• _TASK_
Pick out every line in the items that contains the string "sunglasses" and copy each one. Case counts.

Image segmentation entries
--- BEGIN ---

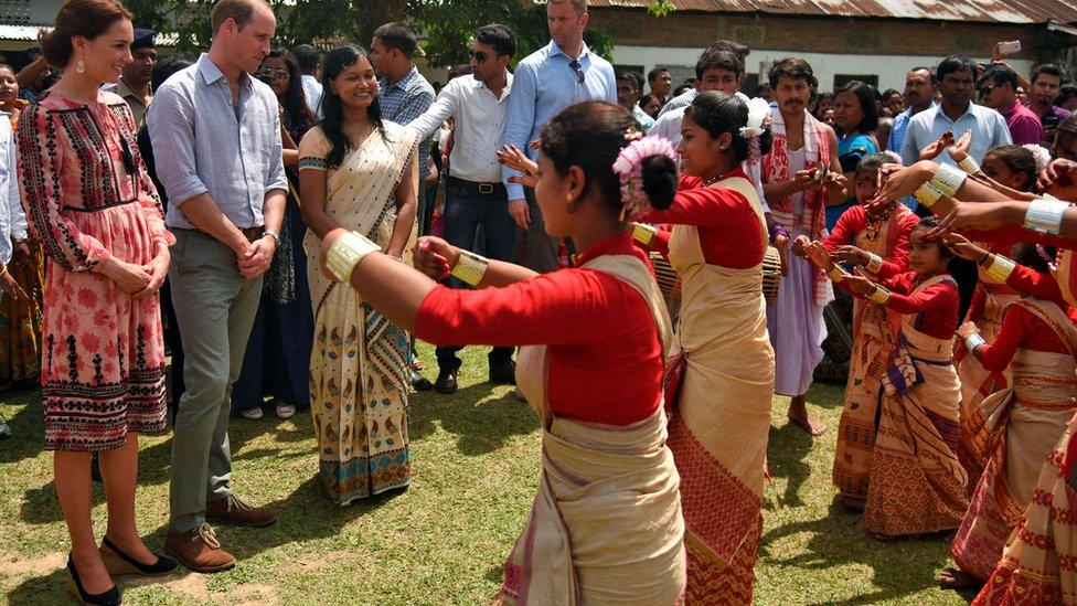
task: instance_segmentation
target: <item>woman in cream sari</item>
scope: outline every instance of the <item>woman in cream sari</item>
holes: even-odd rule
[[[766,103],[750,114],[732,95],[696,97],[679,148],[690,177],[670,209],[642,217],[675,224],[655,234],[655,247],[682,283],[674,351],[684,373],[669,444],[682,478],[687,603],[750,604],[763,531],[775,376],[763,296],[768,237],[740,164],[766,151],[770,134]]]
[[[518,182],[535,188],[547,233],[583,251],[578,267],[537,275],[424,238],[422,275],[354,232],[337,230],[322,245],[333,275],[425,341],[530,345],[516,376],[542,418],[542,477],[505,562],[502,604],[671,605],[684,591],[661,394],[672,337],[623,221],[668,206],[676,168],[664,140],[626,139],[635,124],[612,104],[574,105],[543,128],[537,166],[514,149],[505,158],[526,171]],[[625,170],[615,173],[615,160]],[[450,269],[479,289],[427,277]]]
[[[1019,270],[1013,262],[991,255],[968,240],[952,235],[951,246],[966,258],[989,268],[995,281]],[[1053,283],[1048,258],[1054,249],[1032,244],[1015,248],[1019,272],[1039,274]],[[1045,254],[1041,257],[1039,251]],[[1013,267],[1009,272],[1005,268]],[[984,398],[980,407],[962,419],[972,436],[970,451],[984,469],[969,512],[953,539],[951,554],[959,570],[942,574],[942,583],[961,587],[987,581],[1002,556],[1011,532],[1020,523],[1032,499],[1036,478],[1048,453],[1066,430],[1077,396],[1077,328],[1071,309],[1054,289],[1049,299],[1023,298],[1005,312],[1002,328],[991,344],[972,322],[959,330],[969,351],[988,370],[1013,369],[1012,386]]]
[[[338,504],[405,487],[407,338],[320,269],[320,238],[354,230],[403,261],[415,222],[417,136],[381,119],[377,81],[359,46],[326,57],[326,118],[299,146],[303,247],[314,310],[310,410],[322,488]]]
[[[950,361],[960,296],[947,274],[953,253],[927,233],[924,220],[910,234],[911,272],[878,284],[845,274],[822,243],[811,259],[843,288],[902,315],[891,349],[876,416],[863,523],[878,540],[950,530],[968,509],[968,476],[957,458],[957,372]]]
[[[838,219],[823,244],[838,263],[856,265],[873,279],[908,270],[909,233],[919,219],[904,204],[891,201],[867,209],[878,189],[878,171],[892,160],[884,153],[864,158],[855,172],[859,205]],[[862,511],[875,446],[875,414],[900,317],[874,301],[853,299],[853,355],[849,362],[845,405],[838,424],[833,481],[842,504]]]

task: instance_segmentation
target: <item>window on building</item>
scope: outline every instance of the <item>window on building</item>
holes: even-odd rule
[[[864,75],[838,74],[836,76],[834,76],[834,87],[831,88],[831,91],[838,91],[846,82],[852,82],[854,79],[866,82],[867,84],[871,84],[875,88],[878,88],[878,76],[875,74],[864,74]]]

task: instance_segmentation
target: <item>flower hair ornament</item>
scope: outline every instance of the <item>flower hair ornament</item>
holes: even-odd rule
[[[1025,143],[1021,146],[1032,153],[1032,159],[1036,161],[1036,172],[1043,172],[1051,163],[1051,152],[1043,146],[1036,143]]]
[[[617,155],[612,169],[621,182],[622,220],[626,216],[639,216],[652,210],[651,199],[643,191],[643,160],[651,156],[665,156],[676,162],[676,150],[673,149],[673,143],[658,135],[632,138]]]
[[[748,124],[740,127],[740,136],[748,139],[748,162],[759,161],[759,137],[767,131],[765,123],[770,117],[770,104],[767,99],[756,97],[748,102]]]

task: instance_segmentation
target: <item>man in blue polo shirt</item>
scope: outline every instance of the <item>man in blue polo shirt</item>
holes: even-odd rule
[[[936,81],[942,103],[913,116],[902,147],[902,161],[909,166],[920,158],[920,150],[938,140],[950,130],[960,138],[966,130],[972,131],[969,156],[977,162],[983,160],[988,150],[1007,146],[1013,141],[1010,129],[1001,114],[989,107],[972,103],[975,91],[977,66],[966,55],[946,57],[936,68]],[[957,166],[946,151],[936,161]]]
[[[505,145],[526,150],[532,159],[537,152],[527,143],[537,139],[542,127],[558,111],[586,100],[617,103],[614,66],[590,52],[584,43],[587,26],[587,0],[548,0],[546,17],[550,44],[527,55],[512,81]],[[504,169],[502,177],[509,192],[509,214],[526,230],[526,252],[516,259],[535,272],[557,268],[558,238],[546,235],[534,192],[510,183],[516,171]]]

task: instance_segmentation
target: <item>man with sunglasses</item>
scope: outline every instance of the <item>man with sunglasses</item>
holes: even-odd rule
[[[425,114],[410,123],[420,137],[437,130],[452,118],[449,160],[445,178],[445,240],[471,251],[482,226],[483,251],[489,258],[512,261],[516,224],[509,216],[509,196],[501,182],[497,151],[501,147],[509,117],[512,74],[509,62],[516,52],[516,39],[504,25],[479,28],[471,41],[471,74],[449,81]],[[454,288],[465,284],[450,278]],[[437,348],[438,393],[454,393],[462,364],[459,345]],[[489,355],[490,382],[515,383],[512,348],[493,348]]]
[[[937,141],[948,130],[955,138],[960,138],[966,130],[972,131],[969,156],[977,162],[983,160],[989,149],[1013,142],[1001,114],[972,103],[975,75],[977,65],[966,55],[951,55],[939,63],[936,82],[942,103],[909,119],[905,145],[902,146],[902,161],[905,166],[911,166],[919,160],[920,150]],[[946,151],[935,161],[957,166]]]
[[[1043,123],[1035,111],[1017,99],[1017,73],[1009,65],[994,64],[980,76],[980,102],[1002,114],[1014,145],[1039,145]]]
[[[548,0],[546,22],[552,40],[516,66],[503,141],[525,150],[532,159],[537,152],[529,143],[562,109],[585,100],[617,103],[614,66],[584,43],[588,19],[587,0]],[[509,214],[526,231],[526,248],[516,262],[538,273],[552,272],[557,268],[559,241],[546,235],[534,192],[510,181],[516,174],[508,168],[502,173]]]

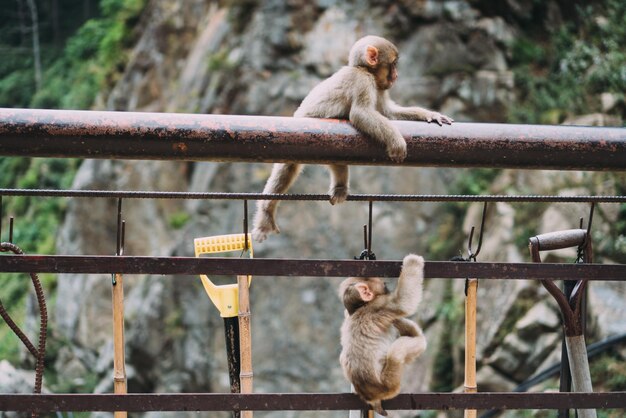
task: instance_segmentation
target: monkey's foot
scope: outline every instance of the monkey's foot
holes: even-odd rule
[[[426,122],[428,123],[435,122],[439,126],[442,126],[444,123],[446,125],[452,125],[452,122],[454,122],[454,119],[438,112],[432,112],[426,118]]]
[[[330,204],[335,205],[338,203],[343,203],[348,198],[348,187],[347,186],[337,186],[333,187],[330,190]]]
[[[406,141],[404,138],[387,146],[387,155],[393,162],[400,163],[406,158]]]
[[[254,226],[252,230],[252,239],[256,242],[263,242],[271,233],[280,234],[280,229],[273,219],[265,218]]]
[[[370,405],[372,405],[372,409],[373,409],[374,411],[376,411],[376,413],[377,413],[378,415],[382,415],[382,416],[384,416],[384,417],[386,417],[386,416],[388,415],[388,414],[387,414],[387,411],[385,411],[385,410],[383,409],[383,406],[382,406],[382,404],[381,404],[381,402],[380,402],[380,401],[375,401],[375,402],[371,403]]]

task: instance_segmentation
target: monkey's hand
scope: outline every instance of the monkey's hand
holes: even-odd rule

--- END ---

• _WRITTEN SOLUTION_
target: <item>man with sunglasses</item>
scope: outline every instance of the <item>man with sunglasses</item>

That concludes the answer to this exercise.